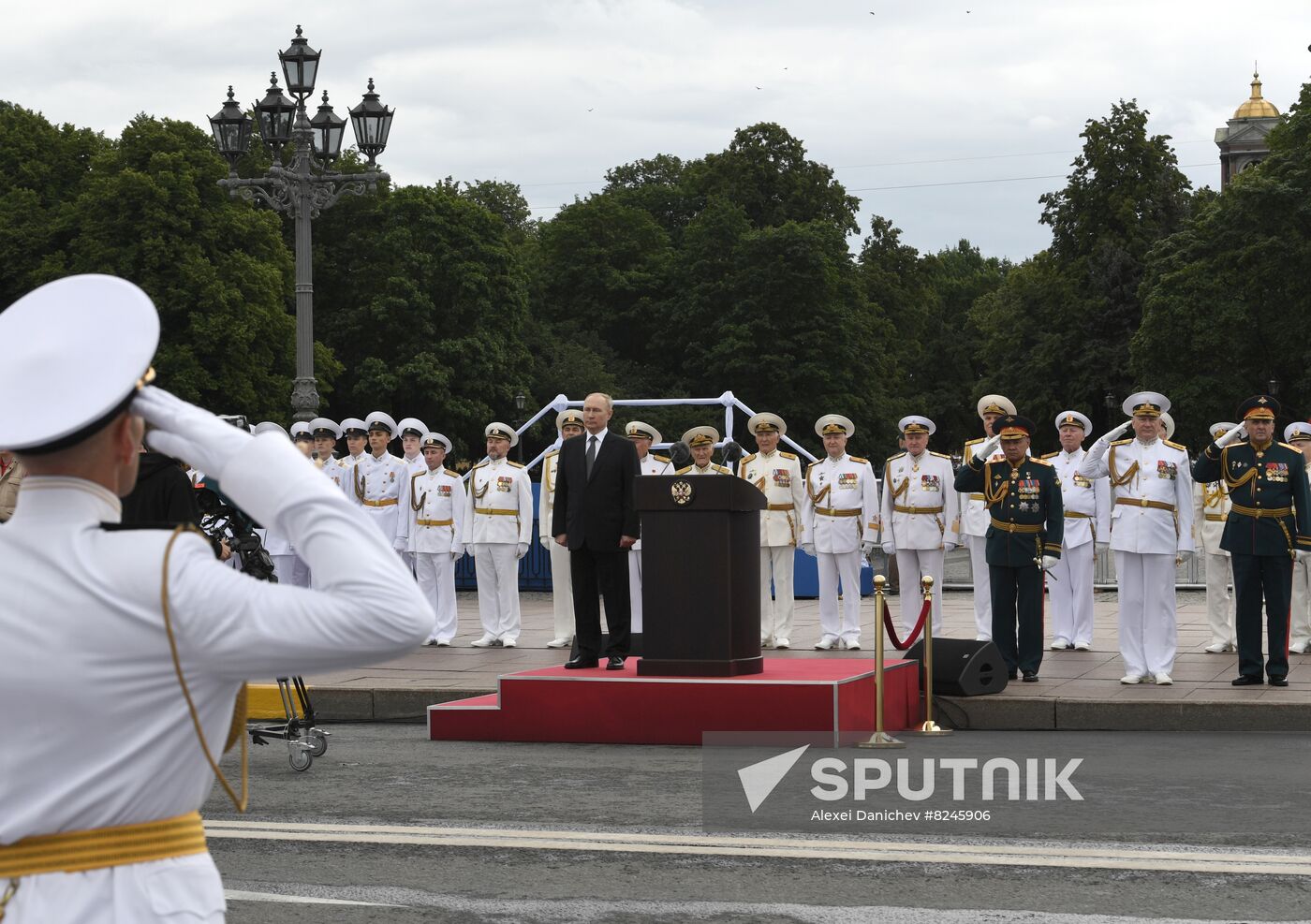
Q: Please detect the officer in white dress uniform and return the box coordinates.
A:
[624,420,674,633]
[1079,392,1194,684]
[350,410,410,558]
[801,414,882,652]
[1193,420,1237,654]
[1042,410,1111,652]
[538,407,583,648]
[1279,420,1311,654]
[463,422,532,648]
[879,414,961,637]
[0,275,432,924]
[960,394,1017,642]
[738,413,805,649]
[396,433,468,648]
[674,427,733,475]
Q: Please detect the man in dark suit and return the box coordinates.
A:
[551,392,639,671]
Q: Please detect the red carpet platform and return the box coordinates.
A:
[427,658,921,744]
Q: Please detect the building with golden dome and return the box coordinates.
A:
[1215,71,1279,189]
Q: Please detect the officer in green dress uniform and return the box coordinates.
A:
[1193,394,1311,687]
[956,414,1065,682]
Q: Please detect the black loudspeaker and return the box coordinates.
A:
[905,638,1007,696]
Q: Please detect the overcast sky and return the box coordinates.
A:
[0,0,1311,259]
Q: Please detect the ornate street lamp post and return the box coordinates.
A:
[210,26,394,420]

The request
Rewrite all of the data above as a JSON list of strings, with one string per line and no blank lines. Leave out the pictures.

Solution
[
  "Q: Please detect the officer in white dress uniform and return the box coordinates.",
  "A:",
  "[624,420,674,633]",
  "[1079,392,1194,684]",
  "[350,410,410,558]",
  "[801,414,882,652]",
  "[1193,420,1237,654]",
  "[1042,410,1111,652]",
  "[538,407,583,648]",
  "[1279,420,1311,654]",
  "[463,422,532,648]",
  "[879,414,961,637]",
  "[0,275,432,924]",
  "[960,394,1017,642]",
  "[738,413,805,649]",
  "[396,433,468,648]",
  "[674,427,733,475]",
  "Q: Please detect the man in dark suit and return the box coordinates.",
  "A:",
  "[551,392,639,671]",
  "Q: Please detect the red carpet platform and return the box coordinates.",
  "A:",
  "[427,658,921,744]",
  "Q: Please detect the building with golden dome and return the box coordinates.",
  "A:",
  "[1215,71,1279,189]",
  "Q: Please detect the officer in green dress uniform and return the box coordinates.",
  "A:",
  "[1193,394,1311,687]",
  "[956,414,1065,682]",
  "Q: Please detect the black loudspeaker and return the box coordinates.",
  "A:",
  "[905,638,1007,696]",
  "Q: Please detect the overcast sky and return the box coordinates.",
  "A:",
  "[0,0,1311,259]",
  "Q: Please detect the ornate street lamp post and return the box coordinates.",
  "A:",
  "[210,26,394,420]"
]